** INFORMATION GIVEN follows **

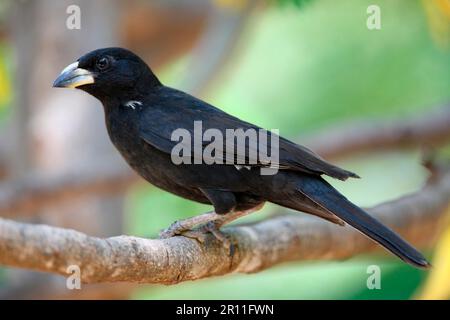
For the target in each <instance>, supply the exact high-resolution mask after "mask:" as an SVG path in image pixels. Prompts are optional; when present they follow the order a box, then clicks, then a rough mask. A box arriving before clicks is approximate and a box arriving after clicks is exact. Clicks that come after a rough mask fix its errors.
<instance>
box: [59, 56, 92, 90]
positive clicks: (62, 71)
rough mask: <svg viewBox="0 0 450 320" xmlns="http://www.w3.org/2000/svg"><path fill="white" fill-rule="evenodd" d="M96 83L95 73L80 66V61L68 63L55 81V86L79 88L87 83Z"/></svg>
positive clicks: (59, 86) (59, 87)
mask: <svg viewBox="0 0 450 320" xmlns="http://www.w3.org/2000/svg"><path fill="white" fill-rule="evenodd" d="M92 83H95V80H94V74H93V73H92V72H90V71H88V70H86V69H82V68H78V62H74V63H72V64H70V65H68V66H67V67H66V68H64V70H63V71H62V72H61V74H60V75H59V76H58V78H56V80H55V82H53V87H55V88H78V87H80V86H83V85H85V84H92Z"/></svg>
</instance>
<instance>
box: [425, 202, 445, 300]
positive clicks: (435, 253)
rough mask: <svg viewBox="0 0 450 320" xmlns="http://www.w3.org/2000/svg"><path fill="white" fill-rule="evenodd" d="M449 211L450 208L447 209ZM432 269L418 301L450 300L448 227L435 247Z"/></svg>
mask: <svg viewBox="0 0 450 320" xmlns="http://www.w3.org/2000/svg"><path fill="white" fill-rule="evenodd" d="M449 211H450V208H449ZM432 264H433V268H432V269H431V273H430V275H429V277H428V279H427V281H426V283H425V286H424V287H423V289H422V292H421V293H420V294H419V296H418V298H419V299H424V300H441V299H449V298H450V225H449V226H448V227H447V229H446V230H445V232H444V233H443V234H442V236H441V238H440V240H439V242H438V245H437V247H436V251H435V255H434V259H433V263H432Z"/></svg>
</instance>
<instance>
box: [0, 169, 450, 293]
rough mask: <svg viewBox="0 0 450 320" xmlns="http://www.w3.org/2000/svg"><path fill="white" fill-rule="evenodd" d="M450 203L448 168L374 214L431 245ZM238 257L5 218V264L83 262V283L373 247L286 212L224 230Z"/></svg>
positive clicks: (200, 277)
mask: <svg viewBox="0 0 450 320" xmlns="http://www.w3.org/2000/svg"><path fill="white" fill-rule="evenodd" d="M449 199H450V170H447V171H446V172H443V173H441V174H440V175H439V176H437V177H436V178H435V179H432V180H430V182H429V184H427V185H426V186H425V187H424V188H423V189H422V190H421V191H419V192H417V193H415V194H411V195H408V196H405V197H402V198H400V199H398V200H395V201H391V202H387V203H384V204H382V205H378V206H376V207H374V208H372V209H369V212H370V213H371V214H373V215H374V216H375V217H377V218H378V219H380V220H381V221H383V222H384V223H385V224H387V225H389V226H391V227H392V228H393V229H395V230H397V231H398V232H400V233H401V234H402V235H403V236H404V237H405V238H407V239H408V240H410V241H411V242H413V243H414V244H415V245H421V246H423V245H429V244H431V242H432V241H433V238H434V235H435V234H436V230H438V227H439V225H440V220H441V219H440V218H442V217H443V216H444V212H445V211H446V209H447V207H448V205H449ZM225 231H226V233H227V234H228V236H229V237H230V239H231V241H232V242H233V243H234V244H235V253H234V255H233V256H231V255H230V254H229V252H228V251H227V250H226V249H225V248H224V247H223V246H222V245H221V243H219V242H218V241H217V240H215V239H214V238H213V237H212V236H208V238H207V241H206V242H205V243H204V244H201V243H199V242H197V241H196V240H193V239H190V238H186V237H182V236H179V237H174V238H170V239H165V240H151V239H142V238H136V237H129V236H119V237H112V238H107V239H100V238H96V237H90V236H87V235H85V234H83V233H80V232H77V231H73V230H67V229H61V228H55V227H50V226H46V225H30V224H22V223H17V222H13V221H9V220H5V219H0V263H1V264H4V265H7V266H12V267H20V268H27V269H33V270H39V271H46V272H51V273H58V274H61V275H67V273H66V270H67V267H68V266H69V265H78V266H79V267H80V269H81V277H82V280H83V281H84V282H87V283H93V282H117V281H128V282H140V283H164V284H174V283H178V282H181V281H186V280H195V279H200V278H206V277H211V276H218V275H224V274H228V273H234V272H242V273H251V272H257V271H260V270H263V269H267V268H269V267H271V266H273V265H275V264H279V263H282V262H286V261H293V260H329V259H344V258H349V257H352V256H354V255H357V254H360V253H365V252H368V251H371V250H372V249H374V248H375V247H376V245H375V244H374V243H373V242H372V241H369V240H367V239H366V238H364V237H362V236H361V235H360V234H359V233H358V232H357V231H355V230H354V229H352V228H350V227H339V226H335V225H333V224H331V223H329V222H325V221H323V220H319V219H317V218H314V217H307V216H305V215H300V214H298V215H297V214H295V215H284V216H278V217H274V218H271V219H268V220H266V221H262V222H258V223H256V224H253V225H242V226H235V227H228V228H226V229H225Z"/></svg>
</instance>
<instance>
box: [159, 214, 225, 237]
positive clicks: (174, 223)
mask: <svg viewBox="0 0 450 320" xmlns="http://www.w3.org/2000/svg"><path fill="white" fill-rule="evenodd" d="M220 218H221V216H220V215H218V214H216V213H215V212H207V213H204V214H201V215H198V216H195V217H192V218H188V219H183V220H178V221H175V222H174V223H172V224H171V225H170V226H169V227H168V228H167V229H165V230H163V231H161V233H160V234H159V237H160V238H161V239H167V238H171V237H174V236H177V235H181V234H185V233H187V232H194V231H197V230H194V228H195V227H196V226H199V225H205V224H207V223H208V222H211V221H215V220H218V219H220Z"/></svg>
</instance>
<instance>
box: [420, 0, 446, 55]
mask: <svg viewBox="0 0 450 320" xmlns="http://www.w3.org/2000/svg"><path fill="white" fill-rule="evenodd" d="M422 3H423V6H424V7H425V11H426V13H427V16H428V21H429V26H430V31H431V34H432V36H433V39H434V40H435V42H436V43H437V44H438V45H440V46H441V47H443V48H446V49H449V48H450V0H422Z"/></svg>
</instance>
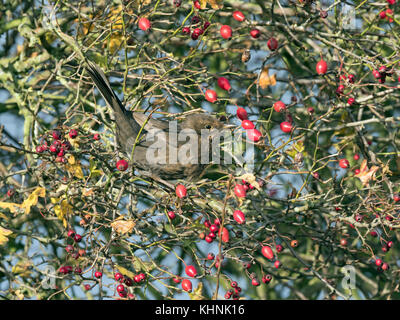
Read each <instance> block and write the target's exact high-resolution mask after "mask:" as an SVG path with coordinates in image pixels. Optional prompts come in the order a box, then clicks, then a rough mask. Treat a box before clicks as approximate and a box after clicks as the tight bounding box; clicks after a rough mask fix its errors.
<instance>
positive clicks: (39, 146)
mask: <svg viewBox="0 0 400 320" xmlns="http://www.w3.org/2000/svg"><path fill="white" fill-rule="evenodd" d="M43 151H44V150H43V146H36V152H37V153H42V152H43Z"/></svg>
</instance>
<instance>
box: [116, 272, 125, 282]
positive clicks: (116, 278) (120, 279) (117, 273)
mask: <svg viewBox="0 0 400 320" xmlns="http://www.w3.org/2000/svg"><path fill="white" fill-rule="evenodd" d="M123 278H124V276H123V274H122V273H120V272H117V273H116V274H114V279H115V280H116V281H120V280H122V279H123Z"/></svg>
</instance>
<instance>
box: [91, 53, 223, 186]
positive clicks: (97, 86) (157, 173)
mask: <svg viewBox="0 0 400 320" xmlns="http://www.w3.org/2000/svg"><path fill="white" fill-rule="evenodd" d="M87 65H88V66H87V71H88V73H89V75H90V77H91V78H92V80H93V82H94V84H95V85H96V87H97V89H98V90H99V91H100V94H101V95H102V97H103V98H104V100H105V101H106V103H107V105H109V106H110V107H111V108H112V109H113V111H114V115H115V122H116V137H117V143H118V144H119V146H120V147H121V148H122V150H123V151H124V152H126V153H127V154H128V156H129V157H130V159H131V161H132V163H133V164H134V165H135V166H136V167H137V168H138V169H139V170H141V171H142V172H143V171H144V173H146V174H149V175H151V176H153V177H157V178H161V179H166V180H175V179H185V180H197V179H199V178H200V177H201V175H202V173H203V172H204V169H205V167H206V166H207V163H204V159H210V157H211V153H210V152H211V151H202V149H201V148H200V146H201V143H202V140H201V139H200V134H201V130H202V129H206V130H212V129H217V130H214V131H211V132H212V134H217V133H218V132H219V130H221V129H223V128H224V124H223V123H222V122H221V121H219V120H217V119H216V118H215V117H212V116H210V115H206V114H191V115H187V116H186V118H185V119H184V120H183V121H182V122H181V123H180V124H178V125H175V126H173V125H172V126H171V123H170V122H169V121H165V120H156V119H152V118H149V116H148V115H146V114H145V113H143V112H132V111H128V110H126V109H125V107H124V105H123V104H122V102H121V101H120V99H119V98H118V97H117V95H116V94H115V92H114V91H113V90H112V88H111V85H110V83H109V82H108V80H107V78H106V76H105V74H104V72H103V71H102V70H101V69H100V67H99V66H97V65H96V64H94V63H93V62H90V61H87ZM185 129H191V130H190V132H192V133H193V134H194V133H196V134H197V136H193V138H194V139H197V150H198V152H197V154H196V153H194V157H195V158H193V156H192V158H187V157H185V156H179V155H181V154H180V153H179V152H180V148H181V147H182V146H183V145H184V144H185V143H187V142H186V141H179V140H178V139H177V136H178V135H179V133H180V132H186V131H185ZM211 138H212V136H211ZM155 141H156V142H158V143H157V144H155ZM189 141H194V140H189ZM206 143H209V141H208V142H206ZM160 144H161V145H162V144H164V145H165V148H164V149H157V148H158V147H160ZM209 149H211V148H209ZM161 150H164V152H165V157H159V159H158V158H157V156H158V155H160V152H161ZM204 152H207V153H209V154H204ZM174 155H175V156H174ZM131 156H132V157H131ZM202 157H203V158H202ZM202 160H203V161H202Z"/></svg>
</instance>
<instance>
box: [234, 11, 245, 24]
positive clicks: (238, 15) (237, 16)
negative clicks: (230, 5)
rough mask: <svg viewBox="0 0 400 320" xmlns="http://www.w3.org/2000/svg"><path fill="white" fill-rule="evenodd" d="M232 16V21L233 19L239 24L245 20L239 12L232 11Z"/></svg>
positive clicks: (240, 12) (239, 11)
mask: <svg viewBox="0 0 400 320" xmlns="http://www.w3.org/2000/svg"><path fill="white" fill-rule="evenodd" d="M232 16H233V19H235V20H237V21H239V22H242V21H244V20H245V19H246V18H245V16H244V14H243V13H242V12H241V11H234V12H233V14H232Z"/></svg>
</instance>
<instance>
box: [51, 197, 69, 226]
mask: <svg viewBox="0 0 400 320" xmlns="http://www.w3.org/2000/svg"><path fill="white" fill-rule="evenodd" d="M54 212H55V214H56V215H57V218H58V219H60V220H61V221H62V222H63V225H64V227H67V220H66V219H65V217H68V216H69V215H71V214H72V206H71V205H70V204H69V203H68V201H67V200H65V199H64V200H62V201H61V203H60V204H57V205H55V206H54Z"/></svg>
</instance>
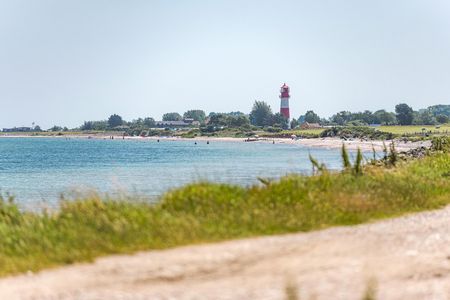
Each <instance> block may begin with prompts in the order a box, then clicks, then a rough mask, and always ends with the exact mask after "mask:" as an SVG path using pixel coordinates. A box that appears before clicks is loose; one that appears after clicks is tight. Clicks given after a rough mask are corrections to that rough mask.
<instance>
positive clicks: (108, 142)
mask: <svg viewBox="0 0 450 300" xmlns="http://www.w3.org/2000/svg"><path fill="white" fill-rule="evenodd" d="M310 154H311V155H312V156H313V157H315V158H316V159H318V160H319V161H320V162H323V163H325V164H326V166H327V167H328V168H329V169H335V170H337V169H340V168H341V160H340V153H339V149H325V148H310V147H305V146H302V145H298V144H292V143H275V144H272V143H271V142H244V141H243V140H242V141H234V142H230V141H216V140H210V141H209V143H207V142H206V141H200V140H183V141H173V140H169V139H164V138H161V139H160V140H159V142H158V141H157V140H153V139H152V140H149V139H142V140H140V139H128V140H122V139H114V140H110V139H105V140H103V139H87V138H15V137H11V138H0V189H1V192H2V194H3V195H7V194H9V195H13V196H14V197H15V200H16V202H17V203H19V205H21V206H22V207H25V208H32V209H33V208H37V207H41V206H42V205H49V206H54V205H57V203H58V201H59V199H61V198H62V197H63V198H66V199H67V198H76V197H78V196H80V195H82V194H83V193H90V192H92V191H96V192H98V193H106V194H108V195H111V196H114V195H119V194H120V195H136V196H139V197H144V198H148V199H149V200H150V201H157V199H158V197H159V196H161V195H162V194H163V193H164V192H166V191H168V190H170V189H174V188H177V187H180V186H182V185H185V184H188V183H192V182H198V181H210V182H220V183H232V184H238V185H242V186H249V185H254V184H258V183H259V180H258V177H261V178H270V179H276V178H279V177H280V176H283V175H286V174H291V173H300V174H310V173H311V171H312V166H311V162H310V160H309V155H310Z"/></svg>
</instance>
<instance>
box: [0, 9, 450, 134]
mask: <svg viewBox="0 0 450 300" xmlns="http://www.w3.org/2000/svg"><path fill="white" fill-rule="evenodd" d="M283 82H286V83H287V84H288V85H290V86H291V92H292V97H291V111H292V114H293V116H294V117H298V116H299V115H300V114H303V113H304V112H305V111H306V110H308V109H313V110H315V111H316V112H318V113H319V114H320V115H321V116H330V115H331V114H333V113H334V112H336V111H340V110H352V111H357V110H364V109H370V110H375V109H378V108H386V109H389V110H393V109H394V106H395V104H397V103H399V102H401V101H402V102H407V103H410V104H411V105H412V106H413V107H414V108H415V109H418V108H422V107H426V106H428V105H431V104H438V103H441V104H450V1H449V0H376V1H373V0H370V1H369V0H340V1H337V0H334V1H332V0H329V1H326V0H322V1H321V0H309V1H300V0H297V1H279V0H278V1H275V0H274V1H263V0H257V1H256V0H255V1H244V0H240V1H232V0H223V1H213V0H210V1H196V0H190V1H187V0H186V1H175V0H172V1H168V0H161V1H150V0H145V1H144V0H142V1H138V0H122V1H119V0H73V1H72V0H53V1H52V0H28V1H22V0H0V104H1V106H0V127H9V126H31V123H32V122H33V121H34V122H36V123H37V124H39V125H41V126H42V127H43V128H48V127H50V126H52V125H54V124H58V125H66V126H69V127H75V126H78V125H80V124H81V123H82V122H83V121H84V120H98V119H106V118H107V117H108V116H109V115H110V114H112V113H118V114H120V115H122V116H123V117H124V118H125V119H127V120H131V119H134V118H138V117H145V116H152V117H154V118H155V119H160V118H161V115H162V114H163V113H164V112H169V111H178V112H180V113H183V112H184V111H185V110H188V109H195V108H200V109H204V110H206V111H207V112H211V111H215V112H222V111H237V110H240V111H244V112H249V111H250V109H251V106H252V103H253V101H254V100H255V99H258V100H264V101H267V102H268V103H269V104H270V105H271V106H272V108H273V109H274V111H278V109H279V99H278V92H279V87H280V86H281V85H282V84H283Z"/></svg>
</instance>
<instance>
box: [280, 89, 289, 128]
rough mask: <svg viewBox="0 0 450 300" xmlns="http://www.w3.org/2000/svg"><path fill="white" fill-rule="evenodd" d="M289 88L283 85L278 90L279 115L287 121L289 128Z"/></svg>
mask: <svg viewBox="0 0 450 300" xmlns="http://www.w3.org/2000/svg"><path fill="white" fill-rule="evenodd" d="M289 92H290V90H289V87H288V86H287V85H286V83H285V84H283V86H282V87H281V90H280V99H281V103H280V113H281V114H282V115H283V116H284V117H285V118H286V119H287V120H288V126H289V127H290V114H289V98H290V97H291V96H290V95H289Z"/></svg>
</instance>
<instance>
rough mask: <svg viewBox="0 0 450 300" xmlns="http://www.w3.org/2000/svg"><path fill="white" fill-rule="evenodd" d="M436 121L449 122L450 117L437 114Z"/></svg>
mask: <svg viewBox="0 0 450 300" xmlns="http://www.w3.org/2000/svg"><path fill="white" fill-rule="evenodd" d="M436 121H437V122H438V123H439V124H447V123H448V122H449V121H450V118H449V117H448V116H446V115H437V116H436Z"/></svg>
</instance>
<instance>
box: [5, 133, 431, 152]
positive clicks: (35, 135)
mask: <svg viewBox="0 0 450 300" xmlns="http://www.w3.org/2000/svg"><path fill="white" fill-rule="evenodd" d="M111 136H112V137H114V140H140V141H157V140H160V141H200V142H235V143H236V142H247V141H246V139H245V138H235V137H206V136H200V137H195V138H184V137H177V136H162V137H161V136H152V137H140V136H137V137H136V136H125V137H123V136H121V135H104V134H93V135H87V134H86V135H84V134H83V135H61V136H57V135H25V134H24V135H18V134H13V135H0V139H2V138H57V139H94V140H110V137H111ZM393 141H394V144H395V147H396V149H397V150H398V151H400V152H402V151H408V150H412V149H416V148H420V147H430V146H431V142H430V141H419V142H404V141H401V140H393ZM248 142H249V143H256V144H258V143H274V144H288V145H299V146H304V147H311V148H326V149H340V148H341V147H342V145H343V144H345V146H346V147H347V149H349V150H357V149H358V148H359V149H361V150H362V151H372V150H373V149H375V150H376V151H382V150H383V149H384V145H385V144H386V145H387V146H388V145H389V144H390V143H391V141H381V140H373V141H364V140H358V139H354V140H343V139H340V138H311V139H290V138H259V139H258V140H254V141H248Z"/></svg>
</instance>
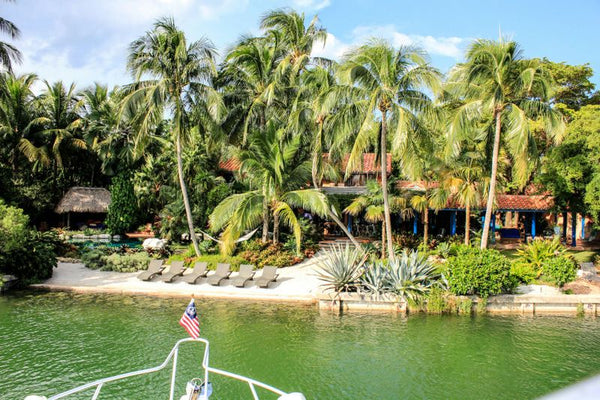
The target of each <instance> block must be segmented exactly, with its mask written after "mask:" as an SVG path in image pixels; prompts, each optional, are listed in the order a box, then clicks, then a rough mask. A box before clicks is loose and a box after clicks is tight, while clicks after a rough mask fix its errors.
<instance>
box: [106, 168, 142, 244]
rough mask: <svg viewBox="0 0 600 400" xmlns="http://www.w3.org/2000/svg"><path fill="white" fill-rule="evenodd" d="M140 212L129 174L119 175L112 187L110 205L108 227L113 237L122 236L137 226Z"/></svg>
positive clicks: (106, 220) (118, 175)
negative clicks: (115, 235) (138, 207)
mask: <svg viewBox="0 0 600 400" xmlns="http://www.w3.org/2000/svg"><path fill="white" fill-rule="evenodd" d="M138 216H139V210H138V208H137V199H136V197H135V193H134V191H133V183H132V182H131V178H130V177H129V175H127V174H119V175H117V176H115V177H114V178H113V180H112V185H111V186H110V205H109V206H108V214H107V215H106V226H107V228H108V231H109V232H110V233H111V234H113V235H117V234H118V235H121V234H123V233H125V232H127V231H129V230H131V229H133V228H135V227H136V226H137V222H138Z"/></svg>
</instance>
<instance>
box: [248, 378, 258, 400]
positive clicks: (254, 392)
mask: <svg viewBox="0 0 600 400" xmlns="http://www.w3.org/2000/svg"><path fill="white" fill-rule="evenodd" d="M248 385H250V390H251V391H252V396H254V400H258V394H257V393H256V389H254V385H253V384H252V382H248Z"/></svg>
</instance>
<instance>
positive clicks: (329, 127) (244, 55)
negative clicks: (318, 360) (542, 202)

** End of INFORMATION GIVEN **

TRY IT: Lay out the rows from their beginning up to and including the line with "positive clicks: (62, 71)" as a JSON list of strings, one per line, skipping blank lines. Omit the pictures.

OUTPUT FOR THIS TASK:
[
  "For the target in each <instance>, supply the exact high-resolution mask after \"mask:\" as an SVG path in image pixels. Prompts are optional; when present they follow the order a box, then clicks, then a rough mask. A box arriving before clicks is approximate and a box arriving after clicks is exact. Clicks that come after a rough mask fix its errors.",
  "<instance>",
  "box: [59, 56, 92, 90]",
  "positive clicks: (62, 71)"
]